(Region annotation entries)
-----

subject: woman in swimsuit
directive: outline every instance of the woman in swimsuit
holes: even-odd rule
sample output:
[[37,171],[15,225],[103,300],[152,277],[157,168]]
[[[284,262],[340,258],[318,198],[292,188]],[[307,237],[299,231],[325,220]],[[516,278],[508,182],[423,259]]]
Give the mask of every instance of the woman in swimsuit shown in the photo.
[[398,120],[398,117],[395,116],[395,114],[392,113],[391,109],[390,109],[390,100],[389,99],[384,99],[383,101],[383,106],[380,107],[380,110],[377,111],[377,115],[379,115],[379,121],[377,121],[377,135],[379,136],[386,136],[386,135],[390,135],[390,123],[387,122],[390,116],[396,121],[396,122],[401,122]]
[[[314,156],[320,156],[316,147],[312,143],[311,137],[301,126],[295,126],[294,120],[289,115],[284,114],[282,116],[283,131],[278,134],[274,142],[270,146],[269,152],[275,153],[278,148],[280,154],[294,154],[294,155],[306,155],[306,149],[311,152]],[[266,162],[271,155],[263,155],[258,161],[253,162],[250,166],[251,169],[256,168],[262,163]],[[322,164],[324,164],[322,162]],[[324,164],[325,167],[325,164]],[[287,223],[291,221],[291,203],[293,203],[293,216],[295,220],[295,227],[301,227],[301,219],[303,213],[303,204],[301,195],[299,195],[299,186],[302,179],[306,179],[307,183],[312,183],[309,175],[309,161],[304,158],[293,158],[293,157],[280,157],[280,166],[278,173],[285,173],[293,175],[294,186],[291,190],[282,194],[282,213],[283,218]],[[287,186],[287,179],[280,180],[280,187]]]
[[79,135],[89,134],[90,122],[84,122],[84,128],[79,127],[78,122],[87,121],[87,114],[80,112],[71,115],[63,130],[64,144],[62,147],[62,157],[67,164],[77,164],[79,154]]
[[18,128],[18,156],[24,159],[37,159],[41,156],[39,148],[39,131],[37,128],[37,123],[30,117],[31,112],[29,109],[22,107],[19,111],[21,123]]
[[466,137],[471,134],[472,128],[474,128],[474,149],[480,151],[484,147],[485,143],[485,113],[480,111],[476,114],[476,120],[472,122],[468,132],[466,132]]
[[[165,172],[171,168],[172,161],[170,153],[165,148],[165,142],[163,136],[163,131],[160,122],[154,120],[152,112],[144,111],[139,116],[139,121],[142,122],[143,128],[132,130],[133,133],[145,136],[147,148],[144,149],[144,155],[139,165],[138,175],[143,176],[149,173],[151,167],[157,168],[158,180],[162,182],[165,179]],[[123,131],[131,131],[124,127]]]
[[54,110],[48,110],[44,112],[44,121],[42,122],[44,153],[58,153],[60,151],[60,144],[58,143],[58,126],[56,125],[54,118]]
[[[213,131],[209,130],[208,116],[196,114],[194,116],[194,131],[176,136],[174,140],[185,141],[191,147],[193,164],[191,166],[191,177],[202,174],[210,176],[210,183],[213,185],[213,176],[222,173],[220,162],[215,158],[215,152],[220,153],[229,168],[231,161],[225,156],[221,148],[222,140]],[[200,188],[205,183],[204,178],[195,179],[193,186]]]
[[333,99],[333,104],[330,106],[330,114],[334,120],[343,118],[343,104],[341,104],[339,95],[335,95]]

-----

**TO DO**
Extract all of the data shown above without alteration.

**WRITTEN SOLUTION**
subject: woman in swimsuit
directive: outline every instance of the woman in swimsuit
holes: even-odd rule
sample output:
[[37,171],[15,225],[103,300],[152,277],[157,168]]
[[[284,262],[340,258],[318,198],[292,188]],[[307,237],[299,231],[325,220]],[[516,278],[508,182],[423,259]]]
Give the mask of every instance of the woman in swimsuit shown in the photo.
[[398,120],[398,117],[395,116],[395,114],[392,113],[391,109],[390,109],[390,100],[389,99],[384,99],[383,101],[383,106],[380,107],[380,110],[377,111],[377,115],[379,115],[379,121],[377,121],[377,135],[379,136],[386,136],[386,135],[390,135],[390,123],[387,122],[390,116],[396,121],[396,122],[401,122]]
[[[314,156],[320,156],[316,147],[312,143],[311,137],[301,126],[295,126],[294,120],[289,115],[284,114],[282,116],[283,131],[278,134],[274,142],[270,146],[269,152],[275,153],[278,148],[280,154],[294,154],[294,155],[306,155],[306,149],[311,152]],[[266,162],[271,155],[263,155],[258,161],[253,162],[250,166],[251,169],[256,168],[262,163]],[[322,164],[324,164],[322,162]],[[324,164],[325,167],[325,164]],[[287,223],[291,221],[291,203],[293,203],[293,216],[295,220],[295,227],[301,227],[301,219],[303,213],[303,204],[301,195],[299,195],[299,186],[302,179],[306,179],[307,183],[312,183],[309,175],[309,161],[304,158],[293,158],[293,157],[280,157],[280,166],[278,173],[285,173],[293,175],[294,186],[291,190],[282,194],[282,213],[283,218]],[[287,186],[287,179],[280,180],[280,187]]]
[[79,135],[89,134],[90,122],[84,122],[84,128],[79,127],[78,122],[87,121],[87,114],[80,112],[71,115],[63,130],[64,144],[62,147],[62,157],[67,164],[77,164],[79,154]]
[[18,128],[18,156],[24,159],[37,159],[41,156],[39,148],[39,131],[37,128],[37,123],[30,117],[31,112],[29,109],[22,107],[19,111],[21,123]]
[[466,137],[471,134],[472,128],[474,128],[474,149],[480,151],[484,147],[485,143],[485,113],[480,111],[476,114],[476,120],[472,122],[468,132],[466,132]]
[[[165,172],[171,168],[172,161],[170,153],[165,148],[165,142],[163,136],[163,131],[160,122],[154,120],[152,112],[144,111],[139,116],[139,121],[142,122],[143,128],[132,130],[133,133],[145,136],[147,148],[144,149],[144,155],[139,165],[138,175],[143,176],[149,173],[151,167],[157,168],[158,180],[162,182],[165,179]],[[123,131],[131,131],[124,127]]]
[[54,110],[48,110],[44,112],[44,121],[42,122],[44,153],[58,153],[60,151],[60,144],[58,143],[58,126],[56,125],[54,118]]
[[[213,131],[209,130],[208,116],[196,114],[194,116],[194,131],[176,136],[174,140],[185,141],[191,147],[193,164],[191,166],[191,177],[202,174],[210,176],[210,183],[213,185],[213,176],[222,173],[220,162],[215,158],[215,152],[220,153],[229,168],[231,161],[225,156],[221,148],[222,140]],[[200,188],[205,183],[204,178],[195,179],[193,186]]]
[[333,99],[333,104],[330,106],[330,114],[334,120],[343,118],[343,104],[341,104],[339,95],[335,95]]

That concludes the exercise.